No trecho sobre Cukor, a pedido de quem o produtor David Selznick demitiu Cukor da direção de "...E o vento levou"?

> [Trecho selecionado]
****
4) Cukor é um dos maiores diretores do cinema americano. Não há, no cinema contemporâneo, um cineasta de seu refinamento, de sua finesse, cuja maneira toda especial de dirigir atores (principalmente mulheres) ficou como legenda. Veterano dos estúdios de Hollywood, dirigiu as primeiras cenas de ... E o vento levou (Gone with the wind, 1939), mas o todo poderoso producer David Selznick o demitiu a pedido de Clark Gable, que ficava com ciúme de sua dedicação a dirigir Vivien Leigh. Quem aparece como diretor nos créditos e ...E o vento levou é Victor (O mágico de Oz) Fleming, mas houve outros diretores, como Sam Wood. Interessante observar que é um filme de produtor, o diretor funcionando, apenas, como diretor administrativo. E que extraordinário diretor administrativo, como foi o caso de My fair lady! Se o cinema brasileiro possuísse mais diretores administrativos desse quilate não estaria no beco sem saída do ponto da criação como se encontra, a captar recursos e a pensar pouco na emergência do específico cinematográfico. Tem um filme, em particular, de Cukor que ficou no meu caminho para o resto da vida, considerando que o vi, pela primeira vez, no cinemascope do cinema Guarany em Salvador, Adorável pecadora (Let's make love, 1960), com Yves Montand e Marilyn Monroe. Cukor aqui está, por assim dizer, na sua quintessência. E o filme é admirável. Tenho-o em DVD e de vez em quanto o avisto.
****
> [Registros extraídos]
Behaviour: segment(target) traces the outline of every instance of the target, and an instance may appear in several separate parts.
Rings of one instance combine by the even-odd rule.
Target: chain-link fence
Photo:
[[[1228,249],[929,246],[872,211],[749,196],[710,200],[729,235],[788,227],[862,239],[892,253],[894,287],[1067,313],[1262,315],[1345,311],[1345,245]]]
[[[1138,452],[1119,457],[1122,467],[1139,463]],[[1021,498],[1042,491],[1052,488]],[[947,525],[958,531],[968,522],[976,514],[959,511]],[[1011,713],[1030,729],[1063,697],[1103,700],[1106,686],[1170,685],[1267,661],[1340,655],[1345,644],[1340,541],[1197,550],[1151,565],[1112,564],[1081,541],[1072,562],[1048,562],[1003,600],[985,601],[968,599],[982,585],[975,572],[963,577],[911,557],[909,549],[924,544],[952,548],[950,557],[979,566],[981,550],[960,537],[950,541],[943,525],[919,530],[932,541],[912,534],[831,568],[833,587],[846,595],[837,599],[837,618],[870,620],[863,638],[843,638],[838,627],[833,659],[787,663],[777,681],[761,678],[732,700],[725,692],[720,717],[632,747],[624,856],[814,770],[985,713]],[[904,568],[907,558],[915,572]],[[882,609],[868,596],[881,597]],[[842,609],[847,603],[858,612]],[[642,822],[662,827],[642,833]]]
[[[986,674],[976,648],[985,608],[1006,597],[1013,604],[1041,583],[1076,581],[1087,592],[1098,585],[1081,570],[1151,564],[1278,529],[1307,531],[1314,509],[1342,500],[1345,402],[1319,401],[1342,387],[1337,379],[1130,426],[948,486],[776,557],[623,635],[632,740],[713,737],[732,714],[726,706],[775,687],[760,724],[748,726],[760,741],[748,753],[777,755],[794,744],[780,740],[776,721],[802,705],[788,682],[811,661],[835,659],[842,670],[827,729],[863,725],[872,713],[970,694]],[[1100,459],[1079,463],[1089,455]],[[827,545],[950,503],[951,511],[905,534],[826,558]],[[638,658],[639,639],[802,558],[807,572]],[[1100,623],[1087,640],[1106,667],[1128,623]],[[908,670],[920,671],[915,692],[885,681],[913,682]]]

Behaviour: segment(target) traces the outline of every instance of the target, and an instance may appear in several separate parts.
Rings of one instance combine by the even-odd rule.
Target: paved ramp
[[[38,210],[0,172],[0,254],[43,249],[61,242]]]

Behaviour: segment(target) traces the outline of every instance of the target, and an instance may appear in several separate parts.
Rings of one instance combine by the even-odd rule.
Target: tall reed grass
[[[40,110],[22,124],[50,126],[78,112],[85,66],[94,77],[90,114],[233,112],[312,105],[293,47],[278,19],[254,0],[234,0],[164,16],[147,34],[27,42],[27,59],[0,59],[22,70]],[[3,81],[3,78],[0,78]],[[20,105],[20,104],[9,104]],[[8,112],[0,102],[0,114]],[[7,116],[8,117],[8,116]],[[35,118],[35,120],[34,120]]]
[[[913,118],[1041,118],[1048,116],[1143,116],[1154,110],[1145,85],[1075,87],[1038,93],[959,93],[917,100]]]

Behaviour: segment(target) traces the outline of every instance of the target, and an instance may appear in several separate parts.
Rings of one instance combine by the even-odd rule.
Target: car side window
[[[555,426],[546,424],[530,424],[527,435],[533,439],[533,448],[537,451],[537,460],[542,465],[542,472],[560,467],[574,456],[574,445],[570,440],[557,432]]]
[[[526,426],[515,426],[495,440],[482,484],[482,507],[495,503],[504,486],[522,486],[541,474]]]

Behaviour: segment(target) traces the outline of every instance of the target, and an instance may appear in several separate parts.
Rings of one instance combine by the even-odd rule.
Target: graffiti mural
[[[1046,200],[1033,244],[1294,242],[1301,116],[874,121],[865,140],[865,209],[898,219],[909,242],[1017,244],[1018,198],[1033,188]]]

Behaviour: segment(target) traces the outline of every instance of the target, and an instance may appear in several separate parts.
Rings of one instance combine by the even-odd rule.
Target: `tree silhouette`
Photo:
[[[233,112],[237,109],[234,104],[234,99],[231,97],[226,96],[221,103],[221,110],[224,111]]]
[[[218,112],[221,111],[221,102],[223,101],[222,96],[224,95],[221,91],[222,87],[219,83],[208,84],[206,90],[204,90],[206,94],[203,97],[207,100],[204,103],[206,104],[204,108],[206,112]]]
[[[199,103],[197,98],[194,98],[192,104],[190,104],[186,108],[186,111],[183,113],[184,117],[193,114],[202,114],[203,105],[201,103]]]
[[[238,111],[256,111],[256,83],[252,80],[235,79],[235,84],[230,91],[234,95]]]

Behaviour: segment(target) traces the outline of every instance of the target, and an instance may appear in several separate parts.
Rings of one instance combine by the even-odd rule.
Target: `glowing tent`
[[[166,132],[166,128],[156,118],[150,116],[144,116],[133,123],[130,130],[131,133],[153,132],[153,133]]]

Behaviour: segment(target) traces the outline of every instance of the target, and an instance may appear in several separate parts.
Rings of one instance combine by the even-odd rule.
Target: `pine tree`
****
> [Resposta da tarefa] A pedido de Clark Gable.